### LISTA DE TAREFAS
1. Liste todas as pessoas mencionadas pelo nome no texto sobre Laura Poitras.
2. Escreva a continuação do texto sobre Laura Poitras, começando logo após a última frase apresentada.

Folha de S. Paulo


Laura Poitras, "outsider"

A capa da revista de domingo do "New York Times", postada na manhã de hoje, cinco dias antes da edição, perfila Laura Poitras, a documentarista que divide com o jornalista e ativista Glenn Greenwald a divulgação das informações de Edward Snowden.

Do perfil, que acompanha a dupla no Rio: "Poitras e Greenwald são um exemplo especialmente dramático de como a reportagem externa [outsider reporting] se apresenta em 2013. Eles não trabalham em uma redação e querem estar pessoalmente no controle do que é publicado e quando. No momento em que o 'Guardian' não agiu tão rápido quanto eles queriam com a primeira reportagem, Greenwald discutiu levar a notícia para outro lugar, enviando resumo criptografado para um colega de outra publicação. Também considerou a possibilidade de criar um site em que eles poderiam publicar tudo, que planejava chamar de NSADisclosures. No fim, o 'Guardian' foi adiante com as reportagens. Mas Poitras e Greenwald criaram sua própria rede de publicação, pondo reportagens em outras organizações na Alemanha e no Brasil e planejando mais para o futuro. Não compartilharam a lista completa de documentos com ninguém. Diz Poitras: Somos parceiros de organizações jornalísticas, mas acreditamos que a nossa responsabilidade primeira é com o risco que a fonte assumiu e com o público interessado na informação que ele forneceu."

### ENTRADAS FORNECIDAS
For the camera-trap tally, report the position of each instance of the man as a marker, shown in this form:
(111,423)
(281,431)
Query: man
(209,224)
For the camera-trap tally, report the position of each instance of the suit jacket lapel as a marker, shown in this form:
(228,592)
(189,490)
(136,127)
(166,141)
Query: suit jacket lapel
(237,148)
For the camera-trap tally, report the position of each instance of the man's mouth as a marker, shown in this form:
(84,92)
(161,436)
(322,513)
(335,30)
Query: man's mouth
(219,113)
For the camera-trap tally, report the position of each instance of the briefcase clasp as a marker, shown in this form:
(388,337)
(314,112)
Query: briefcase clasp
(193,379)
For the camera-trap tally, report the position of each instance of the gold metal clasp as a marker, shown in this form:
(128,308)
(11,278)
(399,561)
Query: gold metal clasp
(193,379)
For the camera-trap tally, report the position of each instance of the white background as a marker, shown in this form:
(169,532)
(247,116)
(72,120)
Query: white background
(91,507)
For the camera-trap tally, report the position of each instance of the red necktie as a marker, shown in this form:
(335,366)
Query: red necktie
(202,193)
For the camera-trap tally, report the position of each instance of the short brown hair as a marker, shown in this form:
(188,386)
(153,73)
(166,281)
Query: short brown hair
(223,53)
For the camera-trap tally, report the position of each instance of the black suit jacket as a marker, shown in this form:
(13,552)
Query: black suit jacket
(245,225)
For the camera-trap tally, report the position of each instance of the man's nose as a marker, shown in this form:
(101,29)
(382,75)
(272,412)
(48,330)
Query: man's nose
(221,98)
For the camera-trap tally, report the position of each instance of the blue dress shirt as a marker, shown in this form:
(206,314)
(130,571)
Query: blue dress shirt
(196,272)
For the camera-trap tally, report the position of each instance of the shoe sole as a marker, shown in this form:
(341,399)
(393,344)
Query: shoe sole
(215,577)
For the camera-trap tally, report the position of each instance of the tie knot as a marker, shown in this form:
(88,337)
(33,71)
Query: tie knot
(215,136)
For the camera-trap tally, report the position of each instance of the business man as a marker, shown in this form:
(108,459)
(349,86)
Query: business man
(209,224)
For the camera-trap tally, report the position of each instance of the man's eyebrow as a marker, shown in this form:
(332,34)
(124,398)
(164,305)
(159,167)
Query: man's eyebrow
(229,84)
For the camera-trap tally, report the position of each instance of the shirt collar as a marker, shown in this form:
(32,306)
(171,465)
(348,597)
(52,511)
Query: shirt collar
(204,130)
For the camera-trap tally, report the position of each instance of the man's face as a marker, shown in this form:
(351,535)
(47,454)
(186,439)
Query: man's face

### LISTA DE RESPOSTAS
1. Laura Poitras, Glenn Greenwald e Edward Snowden.

2.
Ou seja, nem o "Guardian" --que até este momento não linkou nem reagiu ao perfil-- é confiável, quando se trata de enfrentar o poder.

Mas sobra também para o "NYT", na resposta de Snowden a uma pergunta feita pelo próprio jornal, "Por que você procurou Laura e Glenn em vez de jornalistas das maiores organizações americanas (NYT, WP, WSJ etc.)?".

Diz o "whistle-blower": "Depois do 11 de Setembro, muitas das mais importantes organizações jornalísticas nos Estados Unidos abdicaram de seu papel de fiscalizar o poder --a responsabilidade jornalística de desafiar os excessos do governo-- por medo de serem vistos como não patrióticos e punidos pelo mercado durante um período de nacionalismo exacerbado. De uma perspectiva empresarial, essa era a estratégia óbvia, mas o que favorecia as instituições acabou custando muito caro ao público. As principais organizações ainda estão só começando a se recuperar desse período frio. Laura e Glenn estão entre os poucos que reportaram sem medo sobre temas controversos ao longo desse período, mesmo diante de críticas pessoais intimidadoras, o que resultou em Laura, especificamente, se tornar alvo dos mesmos programas envolvidos nas revelações recentes."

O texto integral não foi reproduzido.